⟨

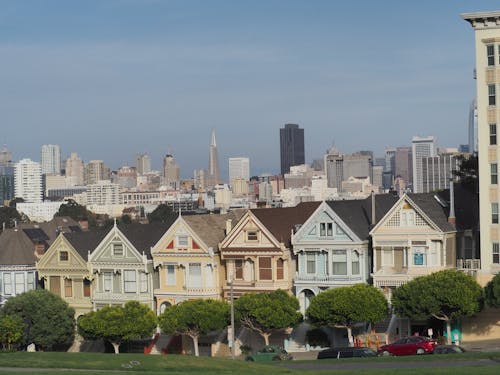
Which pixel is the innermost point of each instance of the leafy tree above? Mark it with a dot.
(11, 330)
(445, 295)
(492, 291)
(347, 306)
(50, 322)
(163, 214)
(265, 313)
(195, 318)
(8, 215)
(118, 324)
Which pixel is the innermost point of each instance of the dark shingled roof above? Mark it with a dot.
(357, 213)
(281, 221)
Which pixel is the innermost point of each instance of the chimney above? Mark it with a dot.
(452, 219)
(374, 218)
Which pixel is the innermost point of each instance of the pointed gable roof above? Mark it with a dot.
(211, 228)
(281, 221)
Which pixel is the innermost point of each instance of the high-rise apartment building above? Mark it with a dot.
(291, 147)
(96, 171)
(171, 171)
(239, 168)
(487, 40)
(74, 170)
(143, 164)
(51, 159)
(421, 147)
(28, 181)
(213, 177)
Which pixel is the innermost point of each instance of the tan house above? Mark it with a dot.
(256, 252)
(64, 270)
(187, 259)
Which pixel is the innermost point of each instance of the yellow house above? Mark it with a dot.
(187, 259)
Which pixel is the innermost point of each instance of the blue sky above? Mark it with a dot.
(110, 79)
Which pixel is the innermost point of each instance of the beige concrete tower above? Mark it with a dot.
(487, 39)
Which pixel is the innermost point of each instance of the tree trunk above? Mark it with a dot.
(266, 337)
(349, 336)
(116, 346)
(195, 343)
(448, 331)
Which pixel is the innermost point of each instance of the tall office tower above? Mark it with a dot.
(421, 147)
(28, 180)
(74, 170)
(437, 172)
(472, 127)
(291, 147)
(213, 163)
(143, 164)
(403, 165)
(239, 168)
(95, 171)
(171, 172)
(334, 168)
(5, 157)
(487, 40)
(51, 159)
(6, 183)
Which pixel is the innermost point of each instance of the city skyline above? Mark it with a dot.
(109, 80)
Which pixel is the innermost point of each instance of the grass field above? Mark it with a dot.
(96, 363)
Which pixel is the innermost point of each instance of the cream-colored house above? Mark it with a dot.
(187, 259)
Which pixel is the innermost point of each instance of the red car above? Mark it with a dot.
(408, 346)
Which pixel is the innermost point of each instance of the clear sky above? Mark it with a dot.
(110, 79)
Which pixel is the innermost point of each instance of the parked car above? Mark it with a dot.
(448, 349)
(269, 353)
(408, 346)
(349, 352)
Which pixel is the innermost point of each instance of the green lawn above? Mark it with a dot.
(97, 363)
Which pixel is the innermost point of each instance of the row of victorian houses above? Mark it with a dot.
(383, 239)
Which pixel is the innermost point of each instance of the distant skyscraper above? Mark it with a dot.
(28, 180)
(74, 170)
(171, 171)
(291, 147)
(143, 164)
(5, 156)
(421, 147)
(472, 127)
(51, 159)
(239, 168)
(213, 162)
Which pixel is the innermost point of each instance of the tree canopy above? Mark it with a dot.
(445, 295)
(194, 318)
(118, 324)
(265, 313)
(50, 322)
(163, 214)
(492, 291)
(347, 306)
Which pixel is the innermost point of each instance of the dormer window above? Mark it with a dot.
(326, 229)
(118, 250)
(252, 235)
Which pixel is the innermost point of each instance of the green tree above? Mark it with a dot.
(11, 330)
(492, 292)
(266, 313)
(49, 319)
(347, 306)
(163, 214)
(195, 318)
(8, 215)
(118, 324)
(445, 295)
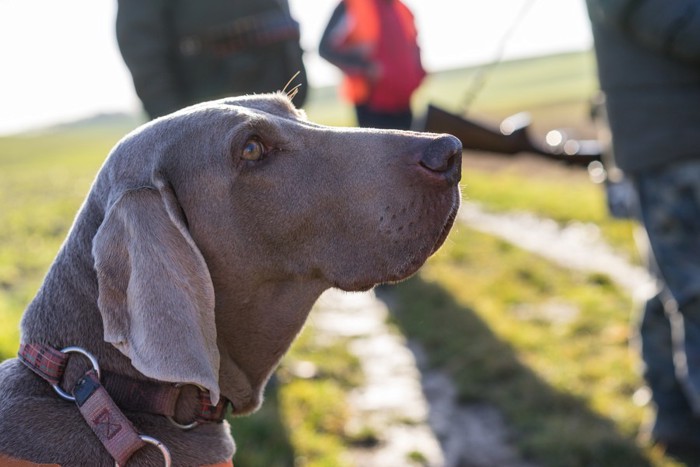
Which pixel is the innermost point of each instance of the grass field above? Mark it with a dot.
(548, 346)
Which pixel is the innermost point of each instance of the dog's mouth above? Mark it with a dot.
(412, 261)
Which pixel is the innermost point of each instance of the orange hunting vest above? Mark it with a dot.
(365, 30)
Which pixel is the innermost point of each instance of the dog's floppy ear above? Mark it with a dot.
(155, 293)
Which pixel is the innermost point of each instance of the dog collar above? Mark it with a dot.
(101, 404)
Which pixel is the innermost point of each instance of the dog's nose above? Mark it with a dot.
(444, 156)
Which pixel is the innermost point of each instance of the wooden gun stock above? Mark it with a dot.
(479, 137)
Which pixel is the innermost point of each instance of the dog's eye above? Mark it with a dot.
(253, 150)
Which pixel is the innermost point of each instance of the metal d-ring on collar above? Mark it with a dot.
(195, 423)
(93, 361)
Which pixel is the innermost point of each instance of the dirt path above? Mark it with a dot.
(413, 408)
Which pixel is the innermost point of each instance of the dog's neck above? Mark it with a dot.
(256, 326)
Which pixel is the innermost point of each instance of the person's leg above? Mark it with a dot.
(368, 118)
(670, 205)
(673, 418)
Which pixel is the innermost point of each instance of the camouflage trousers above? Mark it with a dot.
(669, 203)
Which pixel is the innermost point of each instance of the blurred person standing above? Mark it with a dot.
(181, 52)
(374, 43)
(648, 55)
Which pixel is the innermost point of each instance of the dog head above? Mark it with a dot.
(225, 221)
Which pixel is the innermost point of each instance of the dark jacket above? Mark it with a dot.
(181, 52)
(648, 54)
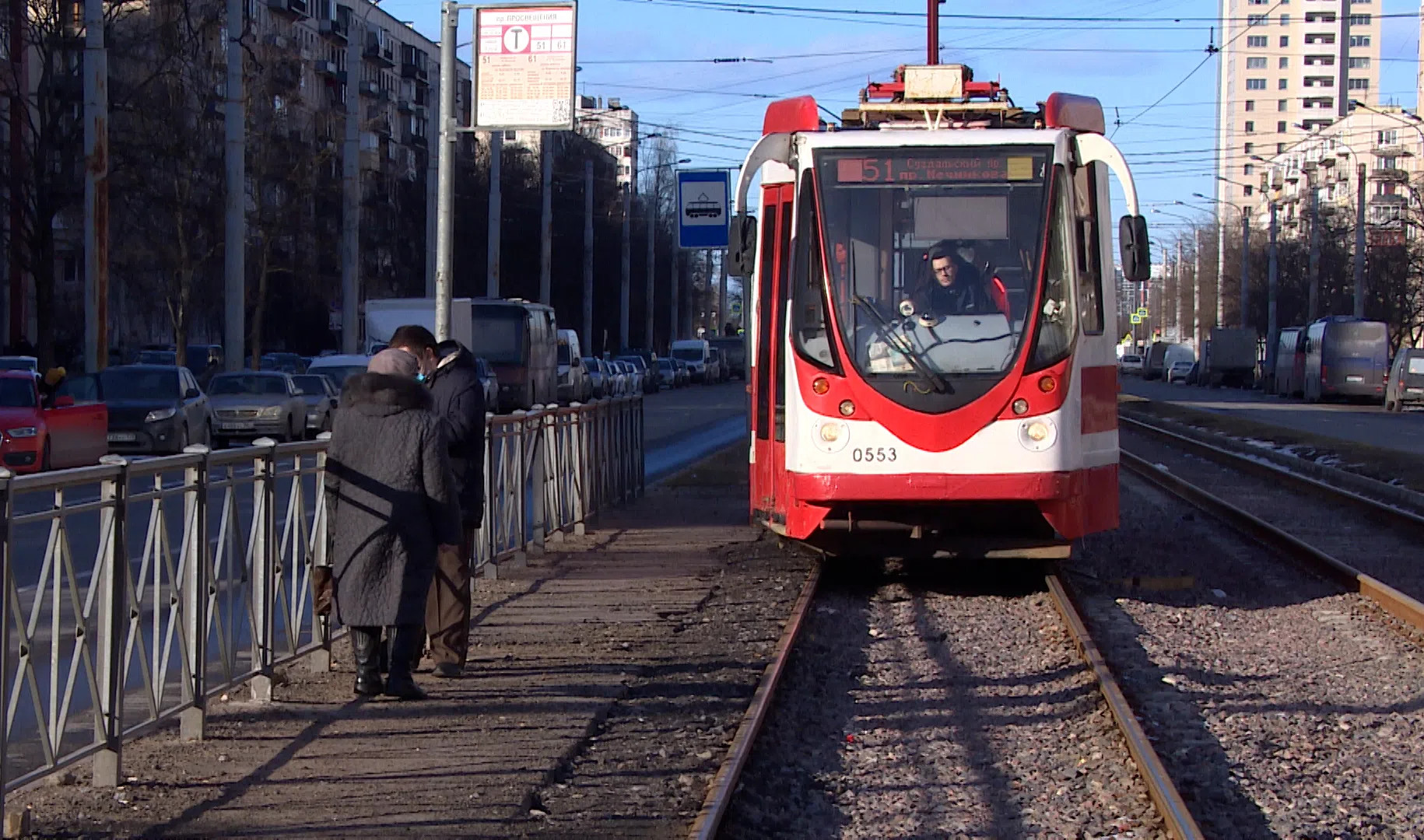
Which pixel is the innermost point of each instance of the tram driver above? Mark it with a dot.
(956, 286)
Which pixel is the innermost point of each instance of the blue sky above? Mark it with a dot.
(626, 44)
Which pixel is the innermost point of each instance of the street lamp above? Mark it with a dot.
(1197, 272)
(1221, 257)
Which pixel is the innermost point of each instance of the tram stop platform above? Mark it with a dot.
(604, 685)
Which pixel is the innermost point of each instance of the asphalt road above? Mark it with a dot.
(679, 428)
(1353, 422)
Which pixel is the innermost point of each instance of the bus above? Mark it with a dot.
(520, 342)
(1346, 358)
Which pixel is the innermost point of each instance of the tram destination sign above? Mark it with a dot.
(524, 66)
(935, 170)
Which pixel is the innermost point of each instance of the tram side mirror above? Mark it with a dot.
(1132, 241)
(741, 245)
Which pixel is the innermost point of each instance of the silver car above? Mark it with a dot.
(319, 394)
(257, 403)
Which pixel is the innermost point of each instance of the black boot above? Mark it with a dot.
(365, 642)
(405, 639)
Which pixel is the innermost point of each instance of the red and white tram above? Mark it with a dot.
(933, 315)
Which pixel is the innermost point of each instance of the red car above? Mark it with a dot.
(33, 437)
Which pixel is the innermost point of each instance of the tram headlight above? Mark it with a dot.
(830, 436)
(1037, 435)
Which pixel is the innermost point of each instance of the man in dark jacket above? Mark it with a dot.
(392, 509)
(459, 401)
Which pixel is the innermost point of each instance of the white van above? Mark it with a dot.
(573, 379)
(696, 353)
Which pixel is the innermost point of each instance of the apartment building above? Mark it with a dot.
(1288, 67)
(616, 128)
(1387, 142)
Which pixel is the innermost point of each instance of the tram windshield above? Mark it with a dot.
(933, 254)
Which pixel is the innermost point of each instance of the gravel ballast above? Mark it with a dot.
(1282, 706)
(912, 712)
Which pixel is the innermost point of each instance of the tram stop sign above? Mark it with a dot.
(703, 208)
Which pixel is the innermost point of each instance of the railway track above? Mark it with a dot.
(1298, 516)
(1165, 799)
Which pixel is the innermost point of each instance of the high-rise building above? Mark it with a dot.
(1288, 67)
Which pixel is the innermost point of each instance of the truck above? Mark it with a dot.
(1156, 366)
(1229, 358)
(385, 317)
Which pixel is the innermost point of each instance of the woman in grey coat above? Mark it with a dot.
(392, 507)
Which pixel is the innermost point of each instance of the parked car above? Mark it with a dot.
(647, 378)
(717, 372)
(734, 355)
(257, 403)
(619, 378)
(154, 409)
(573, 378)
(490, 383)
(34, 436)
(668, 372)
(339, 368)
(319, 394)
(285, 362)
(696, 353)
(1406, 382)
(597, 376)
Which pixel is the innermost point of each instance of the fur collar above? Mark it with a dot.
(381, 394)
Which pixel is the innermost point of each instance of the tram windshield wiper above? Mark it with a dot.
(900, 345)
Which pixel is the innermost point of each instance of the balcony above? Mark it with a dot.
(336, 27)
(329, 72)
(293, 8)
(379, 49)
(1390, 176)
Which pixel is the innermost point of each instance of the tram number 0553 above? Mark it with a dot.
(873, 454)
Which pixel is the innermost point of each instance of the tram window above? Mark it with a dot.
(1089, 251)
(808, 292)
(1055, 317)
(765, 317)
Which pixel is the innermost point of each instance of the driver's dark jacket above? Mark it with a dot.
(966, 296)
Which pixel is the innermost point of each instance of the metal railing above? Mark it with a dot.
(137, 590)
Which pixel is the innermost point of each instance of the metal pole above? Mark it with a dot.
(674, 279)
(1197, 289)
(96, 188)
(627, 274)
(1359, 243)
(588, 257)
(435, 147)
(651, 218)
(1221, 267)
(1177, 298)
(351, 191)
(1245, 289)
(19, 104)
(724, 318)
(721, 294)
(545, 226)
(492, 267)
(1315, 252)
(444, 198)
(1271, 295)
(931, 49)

⟩

[Given request]
Copy the entries from the line containing "coat above? Mark it with a dot." through the last of the entries, replacing "parked car" with "parked vehicle" and leaving everything else unchanged.

[Solution to the exercise]
Which pixel is the innermost point of each instance of the woman in grey coat above? Mark it with a dot.
(392, 507)
Which pixel is the innermost point of each instance of the parked vehicle above? Mark it with a dot.
(647, 378)
(717, 372)
(734, 355)
(257, 403)
(619, 378)
(154, 409)
(573, 378)
(490, 383)
(34, 436)
(668, 372)
(339, 368)
(319, 394)
(285, 362)
(696, 353)
(1406, 382)
(597, 376)
Which pixel is the innermost point of each instance of the fur collar above? Mark it with a dot.
(381, 394)
Which pixel is the innermost point of each instance of the tram windshield wiper above? Mark it with a dot.
(900, 345)
Which pixel is the innermost point of each instance of the balcony above? Mark it with a dot.
(336, 27)
(329, 72)
(293, 8)
(379, 49)
(1390, 176)
Which pixel is the innermost point of each instance of the tram number 0553 above? Mark it with a dot.
(873, 454)
Which pixel is the innermost point of each instance of the tram window above? Mark it with a dot.
(1089, 251)
(808, 292)
(1055, 317)
(765, 317)
Which pixel is the innermost point of each instance of the driver's dark jacket above? Mark it with a dot.
(966, 296)
Which pixel is the innermost point of each instance of the metal railing above? Mark it with a dot.
(137, 590)
Which pixel is the innermost point of each instance of the metal pole above? Mark it with a dot.
(674, 279)
(1197, 289)
(96, 188)
(627, 274)
(1359, 243)
(588, 257)
(435, 147)
(651, 218)
(1221, 267)
(1177, 298)
(351, 191)
(1245, 289)
(19, 104)
(724, 318)
(721, 294)
(545, 226)
(492, 267)
(1315, 252)
(444, 198)
(1271, 295)
(931, 49)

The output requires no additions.